* [SOURCE MATERIAL]
=-=-=
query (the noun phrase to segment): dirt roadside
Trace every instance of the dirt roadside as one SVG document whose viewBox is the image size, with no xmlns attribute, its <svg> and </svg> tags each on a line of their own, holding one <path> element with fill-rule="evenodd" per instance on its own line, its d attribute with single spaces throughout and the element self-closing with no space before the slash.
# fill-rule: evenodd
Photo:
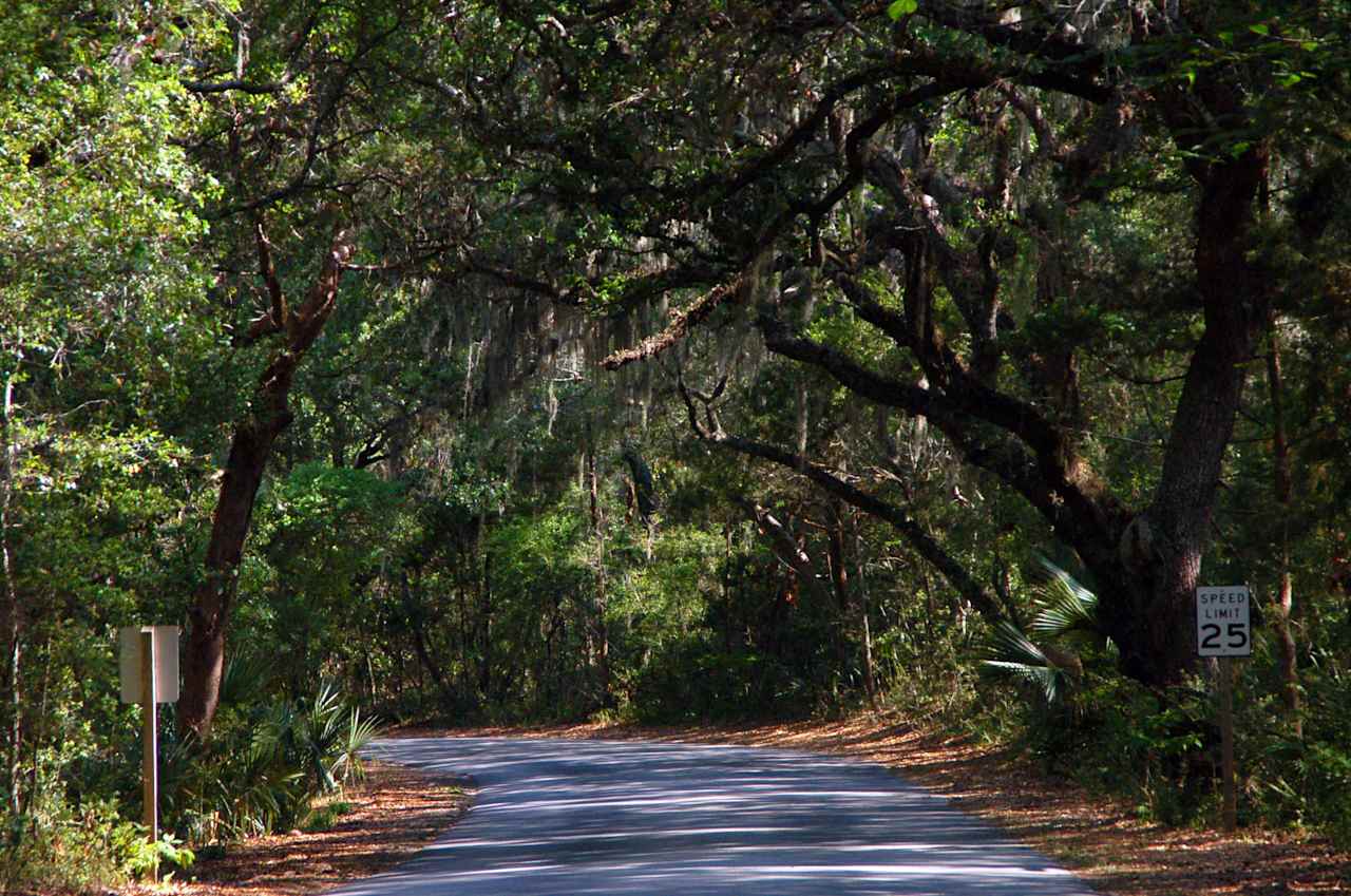
<svg viewBox="0 0 1351 896">
<path fill-rule="evenodd" d="M 1147 824 L 1128 807 L 1105 804 L 1065 781 L 1048 780 L 1017 757 L 888 719 L 689 728 L 405 730 L 394 737 L 443 734 L 646 738 L 851 755 L 894 768 L 1055 857 L 1102 896 L 1351 893 L 1351 855 L 1333 853 L 1325 842 L 1262 830 L 1224 837 Z M 196 882 L 136 888 L 127 896 L 308 896 L 376 873 L 416 851 L 465 812 L 469 797 L 462 791 L 447 781 L 423 781 L 407 769 L 376 765 L 365 789 L 347 796 L 354 811 L 332 830 L 243 843 L 224 858 L 199 862 L 189 873 Z"/>
</svg>

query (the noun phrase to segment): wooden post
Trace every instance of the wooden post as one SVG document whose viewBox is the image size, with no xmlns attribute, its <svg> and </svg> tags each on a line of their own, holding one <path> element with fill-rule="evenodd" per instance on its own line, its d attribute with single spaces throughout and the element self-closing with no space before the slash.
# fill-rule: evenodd
<svg viewBox="0 0 1351 896">
<path fill-rule="evenodd" d="M 1225 831 L 1238 827 L 1239 800 L 1233 770 L 1233 661 L 1220 657 L 1220 765 L 1221 793 L 1220 826 Z"/>
<path fill-rule="evenodd" d="M 154 847 L 159 842 L 159 726 L 155 718 L 159 695 L 155 693 L 155 632 L 150 627 L 141 632 L 141 699 L 143 819 L 146 830 L 150 832 L 150 845 Z M 150 880 L 159 880 L 158 854 L 150 866 Z"/>
</svg>

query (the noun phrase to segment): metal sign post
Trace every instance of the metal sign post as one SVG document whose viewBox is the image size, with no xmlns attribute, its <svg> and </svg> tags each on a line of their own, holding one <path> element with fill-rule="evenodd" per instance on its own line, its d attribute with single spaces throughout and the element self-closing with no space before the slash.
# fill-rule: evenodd
<svg viewBox="0 0 1351 896">
<path fill-rule="evenodd" d="M 1247 585 L 1196 589 L 1196 651 L 1216 657 L 1220 672 L 1220 824 L 1238 827 L 1239 797 L 1233 768 L 1233 657 L 1252 655 L 1252 595 Z"/>
<path fill-rule="evenodd" d="M 159 718 L 161 703 L 178 699 L 178 628 L 131 626 L 118 631 L 122 643 L 122 701 L 139 703 L 143 820 L 150 843 L 159 842 Z M 159 880 L 159 860 L 150 868 Z"/>
</svg>

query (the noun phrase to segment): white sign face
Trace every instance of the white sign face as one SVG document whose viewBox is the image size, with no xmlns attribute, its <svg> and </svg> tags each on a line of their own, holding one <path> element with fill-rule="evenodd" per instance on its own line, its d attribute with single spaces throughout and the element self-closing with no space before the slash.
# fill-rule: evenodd
<svg viewBox="0 0 1351 896">
<path fill-rule="evenodd" d="M 1198 657 L 1251 657 L 1252 596 L 1247 585 L 1196 589 L 1196 653 Z"/>
<path fill-rule="evenodd" d="M 128 626 L 118 630 L 122 646 L 119 672 L 122 673 L 122 701 L 141 703 L 141 651 L 143 632 L 155 639 L 155 703 L 178 701 L 178 626 Z"/>
</svg>

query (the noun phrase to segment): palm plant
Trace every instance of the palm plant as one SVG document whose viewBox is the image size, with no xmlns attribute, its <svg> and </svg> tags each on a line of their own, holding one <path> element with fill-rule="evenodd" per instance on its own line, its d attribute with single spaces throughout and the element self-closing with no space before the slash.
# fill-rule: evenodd
<svg viewBox="0 0 1351 896">
<path fill-rule="evenodd" d="M 990 632 L 982 666 L 1032 682 L 1055 704 L 1084 676 L 1081 650 L 1112 647 L 1097 615 L 1097 595 L 1044 555 L 1038 557 L 1043 581 L 1036 587 L 1036 615 L 1023 631 L 1000 622 Z M 1036 641 L 1034 641 L 1034 637 Z"/>
</svg>

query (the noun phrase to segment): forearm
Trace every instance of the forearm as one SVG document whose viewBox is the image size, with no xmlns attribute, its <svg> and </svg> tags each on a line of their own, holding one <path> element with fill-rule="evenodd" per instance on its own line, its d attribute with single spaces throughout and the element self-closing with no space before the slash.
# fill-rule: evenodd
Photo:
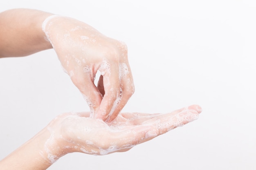
<svg viewBox="0 0 256 170">
<path fill-rule="evenodd" d="M 52 151 L 52 148 L 57 145 L 54 141 L 51 140 L 51 133 L 46 128 L 43 129 L 0 161 L 0 169 L 43 170 L 47 169 L 53 163 L 52 160 L 49 159 L 49 157 L 55 156 L 53 152 L 50 154 L 49 151 Z"/>
<path fill-rule="evenodd" d="M 0 13 L 0 57 L 24 56 L 52 48 L 42 29 L 43 22 L 51 15 L 22 9 Z"/>
</svg>

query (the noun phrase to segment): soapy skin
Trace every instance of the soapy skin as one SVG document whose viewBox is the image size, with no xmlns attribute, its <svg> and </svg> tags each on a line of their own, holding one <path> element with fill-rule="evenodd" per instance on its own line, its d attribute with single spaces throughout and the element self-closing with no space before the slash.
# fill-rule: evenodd
<svg viewBox="0 0 256 170">
<path fill-rule="evenodd" d="M 201 111 L 195 105 L 165 114 L 121 113 L 110 125 L 90 117 L 90 112 L 63 113 L 0 161 L 0 169 L 45 170 L 74 152 L 104 155 L 126 152 L 196 119 Z"/>
<path fill-rule="evenodd" d="M 25 56 L 53 48 L 87 102 L 92 117 L 111 122 L 134 93 L 126 44 L 88 24 L 18 9 L 0 13 L 0 58 Z M 96 86 L 98 71 L 102 81 Z"/>
</svg>

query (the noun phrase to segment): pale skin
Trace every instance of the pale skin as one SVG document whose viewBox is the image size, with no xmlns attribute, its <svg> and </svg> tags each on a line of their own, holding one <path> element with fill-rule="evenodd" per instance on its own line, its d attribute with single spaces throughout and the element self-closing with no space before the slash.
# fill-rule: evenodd
<svg viewBox="0 0 256 170">
<path fill-rule="evenodd" d="M 0 57 L 53 48 L 87 102 L 90 117 L 111 122 L 134 93 L 126 44 L 83 22 L 53 15 L 29 9 L 0 13 Z M 98 71 L 102 81 L 95 86 Z"/>
<path fill-rule="evenodd" d="M 166 114 L 121 113 L 111 125 L 89 117 L 89 112 L 63 114 L 0 161 L 0 169 L 43 170 L 69 153 L 127 151 L 194 120 L 201 111 L 195 105 Z"/>
<path fill-rule="evenodd" d="M 166 114 L 120 113 L 134 92 L 125 44 L 83 22 L 53 15 L 29 9 L 0 13 L 0 57 L 53 48 L 90 112 L 57 117 L 1 160 L 0 169 L 45 170 L 70 153 L 127 151 L 198 118 L 198 105 Z M 95 86 L 97 71 L 101 75 Z"/>
</svg>

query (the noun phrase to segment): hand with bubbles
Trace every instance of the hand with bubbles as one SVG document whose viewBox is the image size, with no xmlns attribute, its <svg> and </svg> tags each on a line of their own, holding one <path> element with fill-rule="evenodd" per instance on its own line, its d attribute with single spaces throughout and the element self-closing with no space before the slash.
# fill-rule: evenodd
<svg viewBox="0 0 256 170">
<path fill-rule="evenodd" d="M 47 126 L 54 135 L 45 143 L 45 151 L 52 156 L 48 157 L 52 163 L 70 152 L 102 155 L 127 151 L 197 119 L 201 111 L 194 105 L 166 114 L 121 113 L 111 125 L 89 117 L 89 112 L 64 113 Z"/>
<path fill-rule="evenodd" d="M 112 121 L 134 92 L 126 45 L 68 17 L 50 16 L 42 28 L 64 70 L 87 101 L 90 117 Z M 96 86 L 98 71 L 101 76 Z"/>
</svg>

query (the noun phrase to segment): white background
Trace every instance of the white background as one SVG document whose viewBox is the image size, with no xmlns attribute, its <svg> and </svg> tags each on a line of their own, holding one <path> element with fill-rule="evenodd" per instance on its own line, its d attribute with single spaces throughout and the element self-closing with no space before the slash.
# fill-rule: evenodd
<svg viewBox="0 0 256 170">
<path fill-rule="evenodd" d="M 49 169 L 256 169 L 254 2 L 2 1 L 0 11 L 67 16 L 125 42 L 136 90 L 124 111 L 203 108 L 198 120 L 128 152 L 71 154 Z M 0 159 L 57 115 L 89 110 L 53 49 L 0 59 Z"/>
</svg>

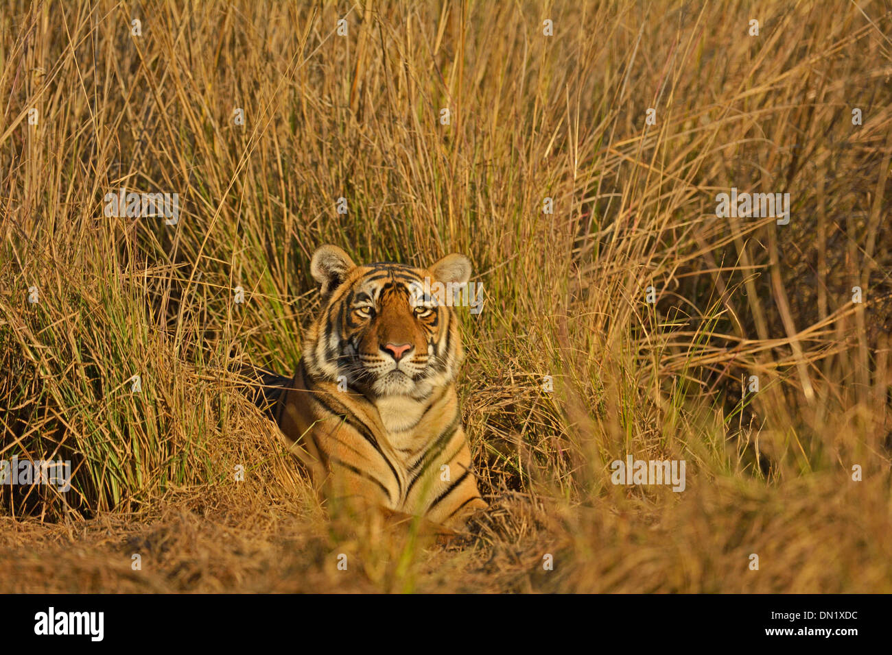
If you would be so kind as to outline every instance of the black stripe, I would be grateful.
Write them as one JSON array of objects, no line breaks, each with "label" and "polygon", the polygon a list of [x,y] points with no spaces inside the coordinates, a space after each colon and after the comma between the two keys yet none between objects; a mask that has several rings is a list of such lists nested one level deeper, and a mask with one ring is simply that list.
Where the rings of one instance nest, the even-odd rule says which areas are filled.
[{"label": "black stripe", "polygon": [[[449,444],[449,440],[452,438],[452,435],[456,433],[456,430],[458,430],[459,424],[460,423],[458,422],[458,413],[456,412],[455,418],[452,420],[452,422],[449,424],[446,430],[443,430],[442,434],[441,434],[437,438],[436,441],[431,444],[431,447],[429,447],[426,451],[425,451],[425,453],[422,454],[421,457],[419,457],[416,461],[416,463],[412,465],[412,467],[409,469],[409,472],[410,474],[414,474],[414,477],[412,478],[411,481],[409,481],[409,487],[406,488],[406,494],[405,495],[403,495],[403,498],[409,498],[409,495],[412,493],[412,487],[415,487],[415,483],[421,479],[421,476],[423,476],[425,474],[425,471],[426,471],[427,469],[430,468],[431,464],[437,458],[437,456],[441,453],[442,453],[443,450],[445,450],[447,444]],[[464,447],[464,446],[465,444],[462,443],[462,447]],[[436,448],[436,452],[434,452],[434,448]],[[461,448],[459,448],[458,450],[460,451]],[[456,453],[456,454],[458,454],[458,453]],[[452,457],[454,456],[455,455],[452,455]],[[447,463],[451,462],[452,457],[450,457],[448,460],[446,460],[446,462]],[[416,472],[416,469],[418,468],[419,466],[420,469],[417,471],[417,472]]]},{"label": "black stripe", "polygon": [[[350,411],[348,407],[345,407],[344,405],[342,405],[341,408],[343,409],[343,412],[337,412],[334,409],[333,409],[327,403],[322,400],[319,397],[310,395],[310,397],[315,402],[322,405],[322,407],[329,413],[334,414],[335,416],[343,416],[344,422],[346,422],[347,425],[349,425],[351,428],[359,432],[359,435],[366,439],[366,441],[371,444],[372,447],[375,448],[376,451],[377,451],[378,454],[381,455],[381,458],[384,462],[386,462],[387,466],[390,467],[391,472],[393,473],[393,479],[396,480],[397,488],[400,490],[400,493],[401,495],[402,483],[400,481],[400,476],[397,474],[396,469],[394,468],[392,463],[387,458],[387,455],[385,455],[384,451],[381,449],[381,446],[378,445],[378,440],[375,438],[375,435],[371,433],[368,428],[363,423],[359,422],[358,420],[356,420],[355,415],[353,414],[352,412]],[[332,398],[331,396],[328,396],[328,397],[329,399],[334,400],[334,398]],[[340,403],[338,403],[338,405],[340,405]]]},{"label": "black stripe", "polygon": [[467,478],[470,474],[471,474],[471,470],[470,469],[465,469],[465,472],[461,474],[461,477],[458,478],[458,479],[457,479],[455,482],[453,482],[451,487],[450,487],[448,489],[446,489],[445,491],[443,491],[440,495],[438,495],[434,500],[433,503],[431,503],[430,505],[428,505],[427,511],[430,512],[431,510],[433,510],[434,506],[436,505],[437,503],[439,503],[443,498],[445,498],[447,495],[449,495],[450,494],[451,494],[456,489],[456,487],[458,487],[458,485],[460,485],[462,482],[465,481],[465,478]]},{"label": "black stripe", "polygon": [[461,509],[462,507],[464,507],[465,505],[467,505],[467,504],[468,503],[470,503],[470,502],[471,502],[472,500],[476,500],[476,499],[477,499],[477,498],[479,498],[479,497],[480,497],[479,495],[472,495],[472,496],[471,496],[470,498],[467,499],[467,500],[466,500],[466,501],[465,501],[464,503],[462,503],[462,504],[461,504],[460,505],[458,505],[458,507],[456,507],[456,508],[455,508],[454,510],[452,510],[451,513],[450,513],[450,514],[449,516],[447,516],[447,517],[446,517],[445,519],[443,519],[443,520],[450,520],[450,519],[451,519],[451,518],[452,518],[453,516],[455,516],[456,512],[458,512],[458,510],[460,510],[460,509]]},{"label": "black stripe", "polygon": [[329,462],[331,462],[332,463],[335,463],[338,466],[343,466],[343,468],[347,469],[347,471],[352,471],[353,473],[356,473],[360,478],[365,478],[366,479],[369,480],[370,482],[374,482],[375,484],[376,484],[378,487],[381,487],[381,490],[384,491],[384,494],[387,495],[387,499],[390,500],[392,503],[393,502],[393,497],[391,495],[390,491],[388,490],[388,488],[386,487],[384,487],[381,483],[381,480],[379,480],[377,478],[370,475],[369,473],[367,473],[364,471],[360,471],[359,469],[357,469],[355,466],[348,464],[346,462],[339,460],[336,457],[330,458]]}]

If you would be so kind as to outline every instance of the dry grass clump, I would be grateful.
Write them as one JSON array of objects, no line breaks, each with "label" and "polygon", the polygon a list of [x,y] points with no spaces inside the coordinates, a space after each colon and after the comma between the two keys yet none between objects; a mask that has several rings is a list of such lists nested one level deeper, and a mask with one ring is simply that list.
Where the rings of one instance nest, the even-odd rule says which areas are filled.
[{"label": "dry grass clump", "polygon": [[[892,591],[883,3],[0,24],[0,459],[75,467],[68,494],[0,487],[0,591]],[[178,220],[104,216],[121,187]],[[789,224],[716,217],[732,187],[789,193]],[[329,520],[230,373],[293,370],[328,242],[475,264],[460,393],[491,509],[458,543]],[[685,460],[685,490],[612,484],[627,454]]]}]

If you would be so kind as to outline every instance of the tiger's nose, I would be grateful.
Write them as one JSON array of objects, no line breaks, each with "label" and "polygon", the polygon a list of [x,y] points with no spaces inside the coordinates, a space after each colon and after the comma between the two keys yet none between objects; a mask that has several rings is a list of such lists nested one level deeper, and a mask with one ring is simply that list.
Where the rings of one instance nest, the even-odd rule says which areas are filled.
[{"label": "tiger's nose", "polygon": [[410,343],[388,343],[383,346],[384,350],[389,352],[392,356],[394,361],[399,362],[402,356],[408,353],[412,348],[412,344]]}]

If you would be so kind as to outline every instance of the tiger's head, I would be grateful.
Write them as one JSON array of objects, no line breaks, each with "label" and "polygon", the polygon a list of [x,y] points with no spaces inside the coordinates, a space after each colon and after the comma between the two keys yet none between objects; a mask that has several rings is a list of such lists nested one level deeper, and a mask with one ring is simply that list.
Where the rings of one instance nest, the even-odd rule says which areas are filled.
[{"label": "tiger's head", "polygon": [[458,327],[452,308],[429,290],[465,285],[471,276],[467,257],[447,255],[426,269],[356,266],[340,248],[325,245],[313,254],[310,273],[322,297],[303,344],[314,378],[346,379],[373,398],[417,399],[454,378],[463,356]]}]

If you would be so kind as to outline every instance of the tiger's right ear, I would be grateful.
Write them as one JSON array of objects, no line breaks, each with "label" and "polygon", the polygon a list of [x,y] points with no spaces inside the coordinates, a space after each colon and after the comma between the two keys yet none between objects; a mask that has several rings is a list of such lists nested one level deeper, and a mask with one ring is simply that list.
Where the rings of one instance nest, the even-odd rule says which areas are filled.
[{"label": "tiger's right ear", "polygon": [[332,291],[341,286],[341,283],[347,279],[347,274],[355,267],[356,265],[350,258],[350,255],[337,246],[330,243],[319,246],[313,253],[313,260],[310,263],[310,273],[313,279],[322,285],[320,290],[322,299],[327,299]]}]

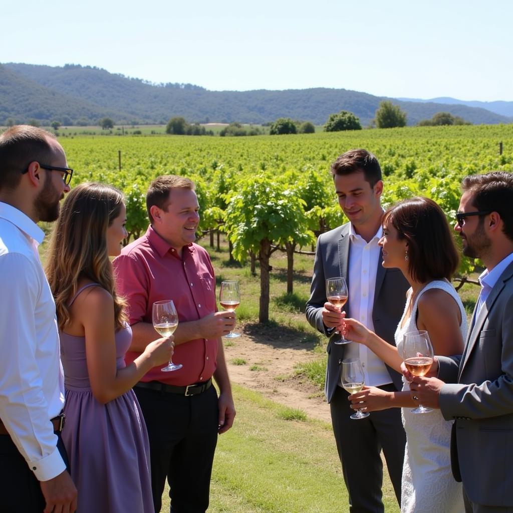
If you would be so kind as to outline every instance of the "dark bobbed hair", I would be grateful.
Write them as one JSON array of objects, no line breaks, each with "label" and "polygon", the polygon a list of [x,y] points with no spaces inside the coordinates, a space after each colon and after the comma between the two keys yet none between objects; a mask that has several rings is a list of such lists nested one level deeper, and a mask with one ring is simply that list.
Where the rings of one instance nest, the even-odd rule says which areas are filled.
[{"label": "dark bobbed hair", "polygon": [[504,223],[503,233],[513,241],[513,173],[494,171],[466,176],[464,192],[470,191],[471,203],[479,211],[497,212]]},{"label": "dark bobbed hair", "polygon": [[194,190],[194,182],[185,176],[166,174],[159,176],[150,184],[146,193],[146,210],[150,223],[153,222],[150,209],[154,205],[163,210],[167,209],[170,203],[169,191],[171,189],[189,189]]},{"label": "dark bobbed hair", "polygon": [[333,178],[336,174],[346,175],[363,171],[365,181],[371,187],[381,180],[381,168],[378,159],[367,150],[359,148],[349,150],[341,155],[331,164],[330,172]]},{"label": "dark bobbed hair", "polygon": [[432,200],[419,196],[390,207],[383,217],[408,241],[408,270],[417,282],[450,280],[458,269],[458,251],[442,209]]},{"label": "dark bobbed hair", "polygon": [[54,154],[48,141],[55,138],[30,125],[15,125],[0,135],[0,189],[15,189],[31,162],[48,164]]}]

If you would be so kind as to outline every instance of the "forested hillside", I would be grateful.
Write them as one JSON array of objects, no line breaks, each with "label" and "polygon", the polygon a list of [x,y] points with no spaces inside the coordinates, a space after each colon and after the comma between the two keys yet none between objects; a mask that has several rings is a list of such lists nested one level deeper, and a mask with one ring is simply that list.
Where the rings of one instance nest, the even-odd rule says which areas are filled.
[{"label": "forested hillside", "polygon": [[[0,65],[0,124],[8,118],[16,122],[56,120],[64,124],[85,118],[94,123],[108,115],[124,123],[163,123],[173,116],[190,122],[263,123],[283,116],[320,125],[330,113],[345,110],[366,126],[382,100],[343,89],[208,91],[191,84],[152,84],[89,66]],[[465,105],[393,102],[406,112],[410,125],[440,111],[474,124],[511,122]]]}]

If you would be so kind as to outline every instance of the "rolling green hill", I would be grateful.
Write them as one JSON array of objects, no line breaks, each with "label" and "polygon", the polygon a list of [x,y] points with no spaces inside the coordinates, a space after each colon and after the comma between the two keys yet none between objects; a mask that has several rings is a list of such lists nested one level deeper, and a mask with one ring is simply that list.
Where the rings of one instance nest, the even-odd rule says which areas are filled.
[{"label": "rolling green hill", "polygon": [[[165,123],[173,116],[189,122],[262,123],[280,117],[326,122],[341,110],[369,124],[383,98],[346,89],[317,88],[236,91],[208,91],[191,84],[153,84],[89,66],[0,65],[0,124],[16,121],[87,118],[94,123],[109,116],[117,123]],[[510,123],[484,109],[393,100],[415,125],[440,111],[475,124]],[[66,119],[64,117],[66,116]],[[65,123],[65,124],[67,123]]]}]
=-=-=
* [WHAT YOU WILL DO] Lay out the part that opens with the line containing "query (the noun phrase to segment): pale skin" and closes with the line containing "89 112 L 63" as a Markdown table with the columns Row and Line. Number each line in Row, put its text in Line, and leave out any blank lines.

* [ANSWER TO THIS PROBLEM]
| Row | Line |
|---|---|
| 1 | query (the noun phrase to segment): pale skin |
| 2 | Trace every instance of the pale skin as one SVG document whose viewBox is the image size, with no xmlns attribute, its <svg> and </svg> tags each on a line of their own, holding one <path> element with fill-rule="evenodd" per instance on its own line, its d attribute with single spaces throughout and the element self-closing with no space before the slash. |
| 3 | # fill-rule: evenodd |
| 4 | <svg viewBox="0 0 256 170"> |
| 5 | <path fill-rule="evenodd" d="M 0 57 L 53 48 L 87 102 L 90 117 L 111 122 L 134 93 L 126 44 L 83 22 L 53 15 L 29 9 L 0 13 Z M 98 71 L 102 81 L 95 86 Z"/> |
| 6 | <path fill-rule="evenodd" d="M 166 114 L 121 113 L 111 125 L 89 117 L 89 112 L 63 114 L 0 161 L 0 169 L 43 170 L 69 153 L 127 151 L 194 120 L 201 111 L 195 105 Z"/> |